# Sezione documento:
Quando la nave è in moto,  a velocità costante e senza scosse, gli stessi fenomeni avvengono nella stessa maniera. Saltando verso prua o verso poppa a piedi pari con la stessa forza si supera la stessa  distanza vale a dire che saltare verso prua non è più faticoso che saltare verso poppa.

Osservate che avrete diligentemente tutte queste cose, benchè niuno dubbio vi sia che mentre il vassello sta fermo non debbano succedere così; fate muovere la nave con quanta si voglia velocità: ché (pur che il moto sia uniforme e non fluttuante in qua e in là) voi non riconoscerete una minima mutazione in tutti li nominati effetti, nè da alcuno di quelli potrete comprendere se la nave cammina oppur sta ferma..."
                Salviati, Seconda giornata, tratto da G.G. Dialogo, Oscar Mondatori, 2004, pag.196

 

Quindi se decidiamo di studiare qualche oggetto da un sistema di riferimento inerziale SRI (cosa sempre molto conveniente) qualsiasi sistema scegliamo troveremo sempre le stesse leggi fisiche, poiché non sono presenti, in un SRI, forze non presenti negli altri. Questo è detto "principio di relatività di Galileo".

Il sistema copernicano  era criticato dalla Chiesa e dall' autorità di Aristotele ma soprattutto dal senso comune: se la Terra girasse intorno al Sole , dicevano gli avversari di Copernico e di Galileo , noi dovremmo per forza accorgercene . Dovremmo , per esempio, sentire l' aria in faccia come quando si va a cavallo. E' molto più vicino al senso comune dire che la Terra sia ferma che non che si muova : a tutti , infatti, pare ferma. Galileo si difende da questa obiezione mossagli che la Terra, come il " navilio ", va considerata come sistema chiuso; noi che vi abitiamo siamo chiusi dall' atmosfera terrestre e percepiamo le cose come le si percepiscono in un sistema chiuso (come se fossimo sotto coperta in una nave ). Così come i pesci nella cabina della nave non rimangono schiacciati contro la parete della boccia né tantomeno si accorgono che la nave é in movimento, così gli uccelli sulla Terra non si accorgono che essa gira e possono volare senza essere tirati indietro dal girare del nostro pianeta .

# Obiettivo:
Prosegui il testo sul principio di relatività di Galileo, riprendendo subito dopo la sua ultima frase. I record non hanno alcun ruolo in questa consegna.

# Sezione dati:
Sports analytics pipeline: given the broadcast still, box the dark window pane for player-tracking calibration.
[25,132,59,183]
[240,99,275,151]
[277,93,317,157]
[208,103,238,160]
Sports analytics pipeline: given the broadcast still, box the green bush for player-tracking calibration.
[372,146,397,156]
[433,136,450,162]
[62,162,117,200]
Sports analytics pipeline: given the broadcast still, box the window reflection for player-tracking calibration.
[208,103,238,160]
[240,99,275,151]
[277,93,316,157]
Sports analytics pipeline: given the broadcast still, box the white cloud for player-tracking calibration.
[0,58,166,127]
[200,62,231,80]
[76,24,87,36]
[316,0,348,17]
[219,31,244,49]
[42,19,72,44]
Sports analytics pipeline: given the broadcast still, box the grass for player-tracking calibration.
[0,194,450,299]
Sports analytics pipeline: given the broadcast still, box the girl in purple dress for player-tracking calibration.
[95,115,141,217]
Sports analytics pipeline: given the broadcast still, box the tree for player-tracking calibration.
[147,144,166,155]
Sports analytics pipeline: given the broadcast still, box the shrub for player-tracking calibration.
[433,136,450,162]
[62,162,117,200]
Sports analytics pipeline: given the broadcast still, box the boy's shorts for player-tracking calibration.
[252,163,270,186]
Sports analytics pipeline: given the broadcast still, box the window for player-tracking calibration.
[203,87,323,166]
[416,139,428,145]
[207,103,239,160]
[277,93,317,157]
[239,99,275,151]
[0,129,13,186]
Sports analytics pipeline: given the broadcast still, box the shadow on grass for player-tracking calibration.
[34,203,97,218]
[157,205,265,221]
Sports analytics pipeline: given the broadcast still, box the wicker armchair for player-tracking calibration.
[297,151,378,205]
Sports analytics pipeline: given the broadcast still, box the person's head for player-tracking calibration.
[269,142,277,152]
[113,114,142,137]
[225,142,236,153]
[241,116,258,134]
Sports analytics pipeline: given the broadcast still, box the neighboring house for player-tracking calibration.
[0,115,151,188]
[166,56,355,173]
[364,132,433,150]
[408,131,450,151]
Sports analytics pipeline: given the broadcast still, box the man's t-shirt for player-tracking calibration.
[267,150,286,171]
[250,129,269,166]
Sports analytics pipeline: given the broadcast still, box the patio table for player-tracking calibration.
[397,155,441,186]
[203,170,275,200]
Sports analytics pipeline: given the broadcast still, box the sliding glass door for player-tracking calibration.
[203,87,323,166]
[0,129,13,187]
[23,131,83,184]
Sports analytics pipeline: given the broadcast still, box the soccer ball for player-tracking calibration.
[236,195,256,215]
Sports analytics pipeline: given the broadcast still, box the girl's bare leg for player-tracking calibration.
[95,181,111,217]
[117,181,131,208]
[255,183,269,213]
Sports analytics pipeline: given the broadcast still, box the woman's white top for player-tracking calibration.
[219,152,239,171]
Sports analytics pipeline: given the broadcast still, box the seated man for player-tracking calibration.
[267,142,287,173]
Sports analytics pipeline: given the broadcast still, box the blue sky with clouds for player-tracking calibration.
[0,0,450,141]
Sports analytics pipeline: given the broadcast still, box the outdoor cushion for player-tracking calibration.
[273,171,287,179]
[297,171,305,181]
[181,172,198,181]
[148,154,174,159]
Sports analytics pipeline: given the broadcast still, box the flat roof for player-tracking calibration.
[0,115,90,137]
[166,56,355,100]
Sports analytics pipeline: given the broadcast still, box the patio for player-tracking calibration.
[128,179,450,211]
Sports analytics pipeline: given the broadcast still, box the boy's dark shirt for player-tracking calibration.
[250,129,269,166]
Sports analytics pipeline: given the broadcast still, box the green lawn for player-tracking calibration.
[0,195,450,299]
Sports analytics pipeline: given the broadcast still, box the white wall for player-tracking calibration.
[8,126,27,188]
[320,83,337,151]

# Risposta:
 

 

C'è ancora da osservare che un sistema di riferimento terrestre, essendo legato a un oggetto animato da due moti rotatori, non è un sistema inerziale, ma, usualmente, si comporta grosso modo come tale, per il debole effetto delle rotazioni terrestri su di esso. Tuttavia, la non inerzialità di un sistema terrestre può essere evidenziata da opportuni esperimenti. Ad esempio, se un oggetto cade a perpendicolo dalla cima di un’altissima torre, il punto in cui raggiunge il terreno è posto a est della base della torre cioè la pietra non solo non cade indietro , ma cade leggermente avanti rispetto alla torre perché dobbiamo tenere in considerazione la velocità angolare . La velocità lineare di oggetti che hanno medesima velocità angolare muta a seconda della distanza di questi oggetti dal centro. Per cui la velocità lineare non é identica tra la base della torre e la sua cima. La velocità lineare mia ( che sono in cima alla torre ) e della pietra ( che é in mano mia ) é un pò maggiore rispetto a quella della base della torre perché siamo più lontani dal centro della Terra ( il centro di rotazione ) ; in una situazione ideale , lasciando cadere la pietra che ha velocità lievemente maggiore rispetto alla base della torre , allora la pietra ( che secondo il principio di inerzia dovrebbe continuare indefinitamente in questo percorso ) , compie una parabola e cade un pò più avanti (fenomeno della caduta dei gravi verso Oriente). Galileo avrebbe, invece, affermato che l'oggetto cade esattamente ai piedi del monte, e un suo avversario aristotelico, che l'oggetto cade a ovest del monte, e avrebbero sbagliato entrambi.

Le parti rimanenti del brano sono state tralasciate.